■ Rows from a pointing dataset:
** begin **

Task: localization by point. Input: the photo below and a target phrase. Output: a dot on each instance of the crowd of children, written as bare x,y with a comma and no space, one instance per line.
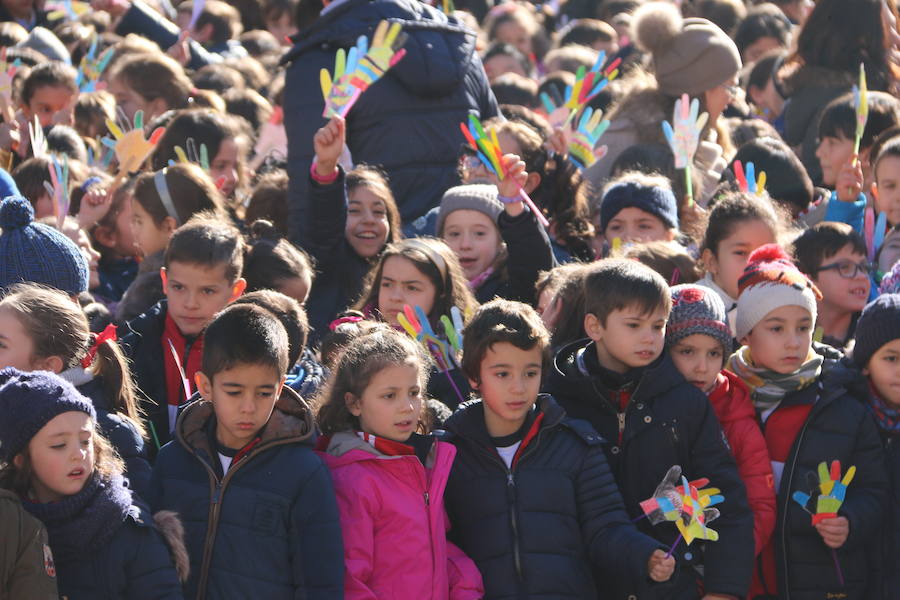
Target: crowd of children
251,351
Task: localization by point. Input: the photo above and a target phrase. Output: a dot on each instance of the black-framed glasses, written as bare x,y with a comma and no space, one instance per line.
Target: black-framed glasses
849,269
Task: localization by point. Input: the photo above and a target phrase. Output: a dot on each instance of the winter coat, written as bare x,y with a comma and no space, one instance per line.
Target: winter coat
540,528
26,563
408,122
339,269
837,427
270,527
667,421
394,524
734,408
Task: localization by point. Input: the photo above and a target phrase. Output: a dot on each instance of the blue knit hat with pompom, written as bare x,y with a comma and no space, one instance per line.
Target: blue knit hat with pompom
34,252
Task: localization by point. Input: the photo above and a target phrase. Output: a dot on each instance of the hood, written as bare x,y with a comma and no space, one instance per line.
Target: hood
438,48
291,423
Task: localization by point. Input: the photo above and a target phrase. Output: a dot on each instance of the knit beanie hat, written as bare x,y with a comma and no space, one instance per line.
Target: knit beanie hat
690,56
480,197
28,401
878,324
770,281
34,252
696,309
659,202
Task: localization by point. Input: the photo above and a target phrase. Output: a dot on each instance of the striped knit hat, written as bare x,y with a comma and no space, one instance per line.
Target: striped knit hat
770,281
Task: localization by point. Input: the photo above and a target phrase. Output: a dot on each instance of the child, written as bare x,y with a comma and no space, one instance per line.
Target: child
623,382
531,497
42,329
201,274
163,201
805,423
347,229
378,446
833,256
738,225
257,503
498,241
103,540
699,341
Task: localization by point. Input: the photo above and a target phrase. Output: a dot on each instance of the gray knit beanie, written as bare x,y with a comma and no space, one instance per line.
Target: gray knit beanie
482,198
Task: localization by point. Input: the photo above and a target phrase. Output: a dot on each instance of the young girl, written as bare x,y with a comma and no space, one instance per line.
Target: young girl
163,201
699,341
421,272
806,421
103,540
389,475
738,225
347,230
43,330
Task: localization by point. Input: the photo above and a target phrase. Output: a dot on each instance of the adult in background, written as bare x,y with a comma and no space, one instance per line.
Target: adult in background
408,121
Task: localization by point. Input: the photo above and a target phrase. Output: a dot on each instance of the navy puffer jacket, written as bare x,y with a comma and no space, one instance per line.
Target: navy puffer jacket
537,530
408,122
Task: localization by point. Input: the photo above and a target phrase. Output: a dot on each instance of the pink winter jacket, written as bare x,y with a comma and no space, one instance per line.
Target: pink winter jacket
394,525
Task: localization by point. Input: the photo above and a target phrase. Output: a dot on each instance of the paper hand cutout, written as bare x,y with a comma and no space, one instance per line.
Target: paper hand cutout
131,147
684,136
584,139
831,492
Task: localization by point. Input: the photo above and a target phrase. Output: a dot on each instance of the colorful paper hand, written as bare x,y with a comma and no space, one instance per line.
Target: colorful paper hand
831,492
584,139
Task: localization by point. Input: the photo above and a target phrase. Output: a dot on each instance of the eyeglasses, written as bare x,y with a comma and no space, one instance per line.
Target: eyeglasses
849,269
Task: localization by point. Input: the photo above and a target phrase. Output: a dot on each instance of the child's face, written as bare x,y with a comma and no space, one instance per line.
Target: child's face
631,338
833,153
781,341
224,167
699,358
727,264
636,225
62,456
51,101
148,237
887,176
510,382
474,238
391,404
403,283
844,295
367,225
196,293
243,398
883,371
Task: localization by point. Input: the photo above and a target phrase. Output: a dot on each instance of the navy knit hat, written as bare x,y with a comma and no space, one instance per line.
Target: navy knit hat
696,309
878,325
34,252
30,400
657,201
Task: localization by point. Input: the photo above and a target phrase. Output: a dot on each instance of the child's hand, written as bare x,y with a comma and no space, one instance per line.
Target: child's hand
328,144
659,567
850,180
834,531
510,185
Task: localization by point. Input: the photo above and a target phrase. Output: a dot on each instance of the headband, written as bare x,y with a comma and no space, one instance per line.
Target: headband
162,188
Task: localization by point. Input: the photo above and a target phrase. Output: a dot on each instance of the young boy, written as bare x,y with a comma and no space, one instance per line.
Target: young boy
807,421
257,503
833,256
530,497
201,274
626,386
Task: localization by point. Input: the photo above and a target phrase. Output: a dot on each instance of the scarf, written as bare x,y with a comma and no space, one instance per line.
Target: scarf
767,387
81,524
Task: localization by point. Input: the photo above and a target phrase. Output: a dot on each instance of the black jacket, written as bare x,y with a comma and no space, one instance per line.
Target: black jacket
667,422
408,122
537,530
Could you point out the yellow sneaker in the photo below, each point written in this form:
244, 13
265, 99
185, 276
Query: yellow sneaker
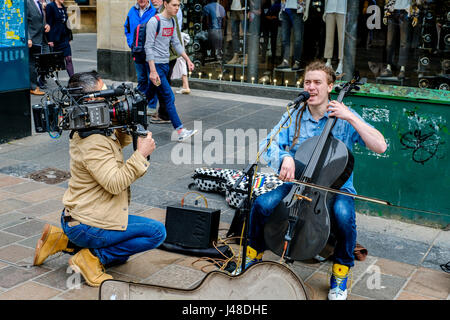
338, 282
251, 258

** end **

■ AIM: Omit the pictures and write out the lines above from the one with "black jacket, written" through the last, unchanged.

■ ANSWER TO THE EXERCISE:
Task: localization by point. Input: the photo above and a target phrase. Output: a dot on each instance of the black jacket, written as bare x,y with a comma and no space, one instance per line.
Target: black jacket
667,422
408,122
537,530
Could you point out the yellow sneaker in the photo below, each point written in this form:
244, 13
265, 99
185, 276
Query: yellow sneaker
338, 282
251, 258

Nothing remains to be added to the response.